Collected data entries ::
┌──
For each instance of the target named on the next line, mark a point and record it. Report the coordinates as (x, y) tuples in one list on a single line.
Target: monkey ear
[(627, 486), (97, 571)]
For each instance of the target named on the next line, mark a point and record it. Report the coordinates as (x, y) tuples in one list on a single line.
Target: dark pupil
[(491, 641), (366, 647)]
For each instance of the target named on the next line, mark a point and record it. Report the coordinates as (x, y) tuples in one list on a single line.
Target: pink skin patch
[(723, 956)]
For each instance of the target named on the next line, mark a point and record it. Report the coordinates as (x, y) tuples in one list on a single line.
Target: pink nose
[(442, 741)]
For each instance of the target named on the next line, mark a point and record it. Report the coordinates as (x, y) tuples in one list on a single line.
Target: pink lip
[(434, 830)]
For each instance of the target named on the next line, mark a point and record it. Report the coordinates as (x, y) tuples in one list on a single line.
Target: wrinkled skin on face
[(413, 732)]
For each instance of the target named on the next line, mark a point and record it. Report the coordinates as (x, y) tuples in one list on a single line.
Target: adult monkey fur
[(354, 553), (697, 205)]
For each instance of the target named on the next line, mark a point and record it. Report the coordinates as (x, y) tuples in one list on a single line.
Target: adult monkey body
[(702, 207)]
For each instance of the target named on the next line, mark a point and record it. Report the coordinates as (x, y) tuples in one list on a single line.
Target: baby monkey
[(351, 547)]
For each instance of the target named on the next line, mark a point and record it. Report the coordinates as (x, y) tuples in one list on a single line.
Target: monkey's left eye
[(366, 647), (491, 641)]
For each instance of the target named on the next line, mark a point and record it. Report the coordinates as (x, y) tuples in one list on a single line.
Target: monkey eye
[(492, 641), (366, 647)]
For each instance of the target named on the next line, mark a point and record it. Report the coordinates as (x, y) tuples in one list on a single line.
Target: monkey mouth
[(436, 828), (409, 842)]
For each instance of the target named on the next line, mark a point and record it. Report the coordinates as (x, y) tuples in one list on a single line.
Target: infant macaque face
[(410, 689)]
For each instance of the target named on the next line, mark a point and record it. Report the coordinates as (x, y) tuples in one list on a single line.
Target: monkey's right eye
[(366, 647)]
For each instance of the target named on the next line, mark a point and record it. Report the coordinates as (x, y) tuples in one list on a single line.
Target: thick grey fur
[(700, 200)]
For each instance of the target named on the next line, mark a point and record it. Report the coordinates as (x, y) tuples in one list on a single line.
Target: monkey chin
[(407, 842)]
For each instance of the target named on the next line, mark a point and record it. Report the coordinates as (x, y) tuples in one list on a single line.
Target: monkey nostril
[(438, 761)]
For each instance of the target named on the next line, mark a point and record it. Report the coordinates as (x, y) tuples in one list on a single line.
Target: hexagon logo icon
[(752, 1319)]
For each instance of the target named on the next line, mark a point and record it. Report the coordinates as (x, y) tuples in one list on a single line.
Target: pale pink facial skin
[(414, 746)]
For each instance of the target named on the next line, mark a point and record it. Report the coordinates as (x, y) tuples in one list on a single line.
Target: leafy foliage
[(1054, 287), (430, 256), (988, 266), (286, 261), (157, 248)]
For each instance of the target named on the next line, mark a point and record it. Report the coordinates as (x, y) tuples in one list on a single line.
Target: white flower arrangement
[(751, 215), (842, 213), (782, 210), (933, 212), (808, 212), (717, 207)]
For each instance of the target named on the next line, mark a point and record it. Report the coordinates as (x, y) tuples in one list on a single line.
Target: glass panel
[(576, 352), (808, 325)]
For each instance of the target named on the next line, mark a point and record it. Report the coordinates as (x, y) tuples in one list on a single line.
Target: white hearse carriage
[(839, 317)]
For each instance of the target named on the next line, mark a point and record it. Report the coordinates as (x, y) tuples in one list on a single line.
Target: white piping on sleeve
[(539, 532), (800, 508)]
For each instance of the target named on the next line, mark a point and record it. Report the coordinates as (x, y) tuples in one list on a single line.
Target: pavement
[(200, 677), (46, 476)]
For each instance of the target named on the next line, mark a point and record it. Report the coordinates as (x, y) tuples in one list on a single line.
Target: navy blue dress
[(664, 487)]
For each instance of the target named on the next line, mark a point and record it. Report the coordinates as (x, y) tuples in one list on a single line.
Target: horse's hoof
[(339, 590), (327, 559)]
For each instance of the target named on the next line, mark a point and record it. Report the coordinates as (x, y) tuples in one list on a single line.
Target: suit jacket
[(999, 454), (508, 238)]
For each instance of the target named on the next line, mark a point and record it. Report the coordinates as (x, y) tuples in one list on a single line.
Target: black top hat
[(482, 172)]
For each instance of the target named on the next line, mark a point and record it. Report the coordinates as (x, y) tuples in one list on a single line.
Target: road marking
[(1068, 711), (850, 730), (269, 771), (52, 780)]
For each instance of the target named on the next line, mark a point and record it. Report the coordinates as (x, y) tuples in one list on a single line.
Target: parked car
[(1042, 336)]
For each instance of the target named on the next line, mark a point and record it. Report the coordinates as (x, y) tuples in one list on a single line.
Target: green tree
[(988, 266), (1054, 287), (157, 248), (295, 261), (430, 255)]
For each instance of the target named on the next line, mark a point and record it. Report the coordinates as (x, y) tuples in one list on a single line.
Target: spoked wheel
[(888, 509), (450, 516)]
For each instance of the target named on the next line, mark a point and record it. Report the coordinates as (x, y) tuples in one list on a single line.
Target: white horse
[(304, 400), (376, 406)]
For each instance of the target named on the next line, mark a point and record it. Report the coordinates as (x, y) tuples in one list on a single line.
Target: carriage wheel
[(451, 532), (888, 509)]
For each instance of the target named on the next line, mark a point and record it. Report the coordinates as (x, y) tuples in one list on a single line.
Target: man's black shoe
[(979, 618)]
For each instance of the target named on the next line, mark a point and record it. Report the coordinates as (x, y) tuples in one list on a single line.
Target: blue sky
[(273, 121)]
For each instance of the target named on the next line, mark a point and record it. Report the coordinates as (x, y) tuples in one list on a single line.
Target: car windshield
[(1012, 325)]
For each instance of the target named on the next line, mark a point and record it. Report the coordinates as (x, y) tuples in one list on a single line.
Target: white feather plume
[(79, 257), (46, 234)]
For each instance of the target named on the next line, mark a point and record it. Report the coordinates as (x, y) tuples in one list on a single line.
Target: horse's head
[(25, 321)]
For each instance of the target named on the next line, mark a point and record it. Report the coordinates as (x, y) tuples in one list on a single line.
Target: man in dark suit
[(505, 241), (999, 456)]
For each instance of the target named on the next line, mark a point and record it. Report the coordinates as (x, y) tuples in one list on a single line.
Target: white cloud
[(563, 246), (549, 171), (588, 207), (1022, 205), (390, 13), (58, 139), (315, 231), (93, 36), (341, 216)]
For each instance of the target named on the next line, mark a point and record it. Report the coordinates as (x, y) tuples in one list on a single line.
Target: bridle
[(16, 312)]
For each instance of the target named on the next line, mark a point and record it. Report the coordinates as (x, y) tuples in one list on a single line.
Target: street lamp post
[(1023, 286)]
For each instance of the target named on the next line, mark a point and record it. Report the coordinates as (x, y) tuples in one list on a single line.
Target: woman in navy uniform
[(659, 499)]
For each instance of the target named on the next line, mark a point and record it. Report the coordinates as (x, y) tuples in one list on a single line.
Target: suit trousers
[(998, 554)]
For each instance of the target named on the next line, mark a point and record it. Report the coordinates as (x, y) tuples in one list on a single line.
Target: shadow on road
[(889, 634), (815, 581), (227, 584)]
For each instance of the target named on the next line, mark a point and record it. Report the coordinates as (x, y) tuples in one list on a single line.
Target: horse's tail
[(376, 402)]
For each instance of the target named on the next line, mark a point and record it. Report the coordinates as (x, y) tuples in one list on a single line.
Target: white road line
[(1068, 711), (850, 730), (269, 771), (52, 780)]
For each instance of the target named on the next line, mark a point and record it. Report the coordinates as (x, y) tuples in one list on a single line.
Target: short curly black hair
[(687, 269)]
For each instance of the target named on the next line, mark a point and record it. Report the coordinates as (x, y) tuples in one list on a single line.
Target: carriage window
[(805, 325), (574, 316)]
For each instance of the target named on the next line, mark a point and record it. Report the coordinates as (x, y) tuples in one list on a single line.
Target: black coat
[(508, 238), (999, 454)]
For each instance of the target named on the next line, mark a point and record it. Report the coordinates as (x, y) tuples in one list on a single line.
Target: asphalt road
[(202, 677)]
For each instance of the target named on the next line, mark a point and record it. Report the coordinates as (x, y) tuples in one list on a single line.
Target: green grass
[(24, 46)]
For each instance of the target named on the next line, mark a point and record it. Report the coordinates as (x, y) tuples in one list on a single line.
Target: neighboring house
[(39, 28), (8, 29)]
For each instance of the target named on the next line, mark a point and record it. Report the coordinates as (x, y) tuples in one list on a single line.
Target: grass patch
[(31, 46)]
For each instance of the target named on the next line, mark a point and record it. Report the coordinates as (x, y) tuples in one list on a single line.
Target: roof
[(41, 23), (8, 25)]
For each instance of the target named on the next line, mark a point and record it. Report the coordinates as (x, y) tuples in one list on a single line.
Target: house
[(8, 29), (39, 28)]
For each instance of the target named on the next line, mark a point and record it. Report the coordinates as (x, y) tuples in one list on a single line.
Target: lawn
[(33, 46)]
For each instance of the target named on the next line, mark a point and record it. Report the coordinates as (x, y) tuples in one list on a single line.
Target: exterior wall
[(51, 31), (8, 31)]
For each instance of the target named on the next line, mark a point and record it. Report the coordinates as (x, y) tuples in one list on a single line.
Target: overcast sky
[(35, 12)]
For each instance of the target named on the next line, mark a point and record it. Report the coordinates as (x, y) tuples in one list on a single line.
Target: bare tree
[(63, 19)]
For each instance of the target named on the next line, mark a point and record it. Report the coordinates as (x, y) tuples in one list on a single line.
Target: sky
└──
Description of the task ::
Copy the material from its first line up to and including the line with "[(702, 207)]", swapping every "pink" for "red" and leaving everything else unchanged.

Worked solution ::
For each instance of the target named on the next line, mark a point and record it. Report the coordinates as (x, y) tuples in one list on a single line.
Target: monkey ear
[(627, 486), (97, 571)]
For each instance of the target named on the next line, mark a point and record it. Report the coordinates as (x, y) tuples in one list on a single line.
Target: dark pupil
[(491, 641), (366, 647)]
For each instance of the target named on the next line, mark a point and record it. Report the coordinates as (x, y) tuples in one list on a single line.
Target: red skin patch
[(723, 956)]
For each instance of the target named on the next line, mark a point and record it. Report the coordinates as (x, y) tuples in one list on a single line.
Target: red nose
[(442, 741)]
For each instance of the target named on the next line, mark a point and record it. Report the coordinates as (x, y) tuples in one list on a single line.
Target: red lip
[(434, 830)]
For each instance of the target named on the next line, mark a point and record it. Report the coordinates as (x, y) tuples in one list on a single line.
Target: wrinkled skin on face
[(413, 732)]
For each instance of the target named on the next line, mark a point and record it. Report the coordinates as (x, y) tuples in one list on a single line.
Target: adult monkey fur
[(354, 553), (697, 205)]
For each instance of the target named on the next line, mark a point and record it. Report the coordinates as (x, y) tuples in one list on a single line.
Target: adult monkey body
[(702, 207)]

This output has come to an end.